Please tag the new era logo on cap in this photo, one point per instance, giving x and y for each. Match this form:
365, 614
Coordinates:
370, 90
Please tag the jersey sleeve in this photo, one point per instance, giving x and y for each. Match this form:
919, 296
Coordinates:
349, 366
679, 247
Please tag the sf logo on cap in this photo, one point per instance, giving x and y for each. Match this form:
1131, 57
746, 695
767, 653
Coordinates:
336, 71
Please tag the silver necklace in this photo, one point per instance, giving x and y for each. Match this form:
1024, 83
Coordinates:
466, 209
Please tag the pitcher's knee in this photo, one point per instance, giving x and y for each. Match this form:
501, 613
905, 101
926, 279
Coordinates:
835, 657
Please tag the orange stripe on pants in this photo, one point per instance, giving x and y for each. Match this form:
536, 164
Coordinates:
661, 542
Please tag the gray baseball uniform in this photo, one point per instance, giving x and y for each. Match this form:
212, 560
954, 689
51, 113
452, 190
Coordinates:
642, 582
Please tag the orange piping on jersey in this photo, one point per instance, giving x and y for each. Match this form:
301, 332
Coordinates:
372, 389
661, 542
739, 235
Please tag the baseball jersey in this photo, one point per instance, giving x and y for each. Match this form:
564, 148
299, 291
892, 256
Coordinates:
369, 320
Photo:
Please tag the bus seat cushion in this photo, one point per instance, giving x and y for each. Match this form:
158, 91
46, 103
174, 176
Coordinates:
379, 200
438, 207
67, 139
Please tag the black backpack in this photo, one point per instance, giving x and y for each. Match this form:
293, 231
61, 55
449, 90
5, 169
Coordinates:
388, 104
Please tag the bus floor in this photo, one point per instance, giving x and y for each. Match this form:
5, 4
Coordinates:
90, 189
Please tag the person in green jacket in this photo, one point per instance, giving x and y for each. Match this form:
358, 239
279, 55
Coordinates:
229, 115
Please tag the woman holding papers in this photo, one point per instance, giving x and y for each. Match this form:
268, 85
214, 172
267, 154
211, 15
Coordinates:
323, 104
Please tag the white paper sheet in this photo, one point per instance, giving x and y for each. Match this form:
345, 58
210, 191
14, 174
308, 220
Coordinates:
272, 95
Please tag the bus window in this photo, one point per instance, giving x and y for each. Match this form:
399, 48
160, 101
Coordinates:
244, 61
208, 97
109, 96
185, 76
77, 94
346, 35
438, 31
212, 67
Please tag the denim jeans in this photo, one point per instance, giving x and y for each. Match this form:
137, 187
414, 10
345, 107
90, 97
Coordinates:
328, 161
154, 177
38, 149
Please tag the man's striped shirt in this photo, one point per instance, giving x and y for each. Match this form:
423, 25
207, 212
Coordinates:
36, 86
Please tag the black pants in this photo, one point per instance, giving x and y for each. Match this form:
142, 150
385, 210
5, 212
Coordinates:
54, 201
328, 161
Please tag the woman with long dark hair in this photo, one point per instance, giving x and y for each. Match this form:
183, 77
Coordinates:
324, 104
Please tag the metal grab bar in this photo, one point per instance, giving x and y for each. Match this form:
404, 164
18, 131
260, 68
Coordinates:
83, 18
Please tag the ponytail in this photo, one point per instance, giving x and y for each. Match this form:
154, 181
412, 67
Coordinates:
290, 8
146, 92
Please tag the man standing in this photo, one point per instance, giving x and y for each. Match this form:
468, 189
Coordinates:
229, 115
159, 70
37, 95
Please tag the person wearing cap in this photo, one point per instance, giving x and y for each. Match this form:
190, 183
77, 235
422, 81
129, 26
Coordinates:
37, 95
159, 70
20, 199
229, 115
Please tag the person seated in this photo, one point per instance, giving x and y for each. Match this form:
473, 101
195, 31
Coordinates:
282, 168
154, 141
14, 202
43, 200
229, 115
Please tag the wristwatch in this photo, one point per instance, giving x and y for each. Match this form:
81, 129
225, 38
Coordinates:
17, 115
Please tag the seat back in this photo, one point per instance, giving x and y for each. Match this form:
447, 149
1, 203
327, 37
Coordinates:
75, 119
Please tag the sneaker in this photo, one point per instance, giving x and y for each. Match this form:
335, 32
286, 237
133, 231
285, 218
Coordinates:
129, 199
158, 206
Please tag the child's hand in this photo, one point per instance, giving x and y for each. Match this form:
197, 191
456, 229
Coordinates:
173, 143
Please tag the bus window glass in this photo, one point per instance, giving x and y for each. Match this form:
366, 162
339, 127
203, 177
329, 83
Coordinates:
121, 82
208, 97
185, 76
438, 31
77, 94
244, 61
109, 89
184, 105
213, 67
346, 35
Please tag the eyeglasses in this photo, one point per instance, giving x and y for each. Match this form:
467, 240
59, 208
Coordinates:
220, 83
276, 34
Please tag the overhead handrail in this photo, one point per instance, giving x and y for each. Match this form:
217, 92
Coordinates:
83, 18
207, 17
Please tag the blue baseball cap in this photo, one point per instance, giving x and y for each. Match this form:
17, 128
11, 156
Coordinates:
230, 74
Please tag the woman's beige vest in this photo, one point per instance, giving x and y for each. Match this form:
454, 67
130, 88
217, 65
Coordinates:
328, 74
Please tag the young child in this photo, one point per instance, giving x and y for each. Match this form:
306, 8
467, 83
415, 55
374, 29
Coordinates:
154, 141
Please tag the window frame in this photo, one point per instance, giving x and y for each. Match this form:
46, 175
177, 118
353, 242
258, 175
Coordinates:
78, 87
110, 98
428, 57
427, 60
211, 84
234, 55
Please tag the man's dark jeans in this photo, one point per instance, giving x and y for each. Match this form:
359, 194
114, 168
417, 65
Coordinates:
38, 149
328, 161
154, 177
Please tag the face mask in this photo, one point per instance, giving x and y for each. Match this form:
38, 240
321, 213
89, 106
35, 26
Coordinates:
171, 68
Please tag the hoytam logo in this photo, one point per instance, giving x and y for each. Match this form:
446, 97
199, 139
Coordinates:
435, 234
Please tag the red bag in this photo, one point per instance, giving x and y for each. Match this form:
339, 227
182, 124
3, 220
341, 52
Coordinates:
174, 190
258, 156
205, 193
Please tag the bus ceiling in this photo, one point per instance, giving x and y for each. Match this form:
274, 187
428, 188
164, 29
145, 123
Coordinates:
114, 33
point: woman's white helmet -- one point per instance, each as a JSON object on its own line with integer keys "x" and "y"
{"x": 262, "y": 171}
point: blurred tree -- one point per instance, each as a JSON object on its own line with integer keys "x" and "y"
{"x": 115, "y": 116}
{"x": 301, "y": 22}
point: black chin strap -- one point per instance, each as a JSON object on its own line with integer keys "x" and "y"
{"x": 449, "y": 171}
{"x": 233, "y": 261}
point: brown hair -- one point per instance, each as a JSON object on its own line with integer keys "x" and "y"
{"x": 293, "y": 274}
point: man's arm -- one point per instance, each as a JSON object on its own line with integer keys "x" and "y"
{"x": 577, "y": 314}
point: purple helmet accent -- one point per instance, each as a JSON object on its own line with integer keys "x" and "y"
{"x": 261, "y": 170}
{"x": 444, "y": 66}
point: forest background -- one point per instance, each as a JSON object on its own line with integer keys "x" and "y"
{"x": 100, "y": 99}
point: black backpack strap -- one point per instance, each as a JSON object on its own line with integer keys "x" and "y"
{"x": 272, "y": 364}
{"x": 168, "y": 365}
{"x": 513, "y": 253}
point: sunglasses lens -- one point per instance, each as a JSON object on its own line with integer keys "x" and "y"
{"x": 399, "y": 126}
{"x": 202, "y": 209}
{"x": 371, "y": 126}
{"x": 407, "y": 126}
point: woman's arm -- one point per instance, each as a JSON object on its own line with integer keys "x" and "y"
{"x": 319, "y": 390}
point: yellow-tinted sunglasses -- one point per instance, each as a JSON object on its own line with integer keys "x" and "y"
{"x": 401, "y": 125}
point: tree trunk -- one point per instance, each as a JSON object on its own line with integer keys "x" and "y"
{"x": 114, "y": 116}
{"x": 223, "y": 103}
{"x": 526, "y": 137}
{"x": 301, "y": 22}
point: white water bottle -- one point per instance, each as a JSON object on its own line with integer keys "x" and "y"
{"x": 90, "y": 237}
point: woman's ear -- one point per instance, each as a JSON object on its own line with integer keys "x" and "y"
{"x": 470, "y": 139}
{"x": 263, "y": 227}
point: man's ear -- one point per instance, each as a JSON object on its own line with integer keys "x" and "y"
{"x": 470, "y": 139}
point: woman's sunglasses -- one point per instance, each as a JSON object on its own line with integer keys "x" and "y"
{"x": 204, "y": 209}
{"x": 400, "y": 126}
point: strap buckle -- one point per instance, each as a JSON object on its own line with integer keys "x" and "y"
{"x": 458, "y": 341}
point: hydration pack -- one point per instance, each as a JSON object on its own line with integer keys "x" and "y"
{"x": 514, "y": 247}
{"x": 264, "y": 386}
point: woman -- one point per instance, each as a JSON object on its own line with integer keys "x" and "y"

■ What to do: Where a line in the material above holds "logo", copy that line.

■ Exercise answer:
Please tag the new era logo on cap in this photo, one point per instance, giving x and y for each. Match this form:
Please tag the sf logo on cap in this photo, one point per instance, giving x and y for each. Match this form:
Please tag the hoytam logo in this photo, one point per instance, giving x and y for each. Match this form:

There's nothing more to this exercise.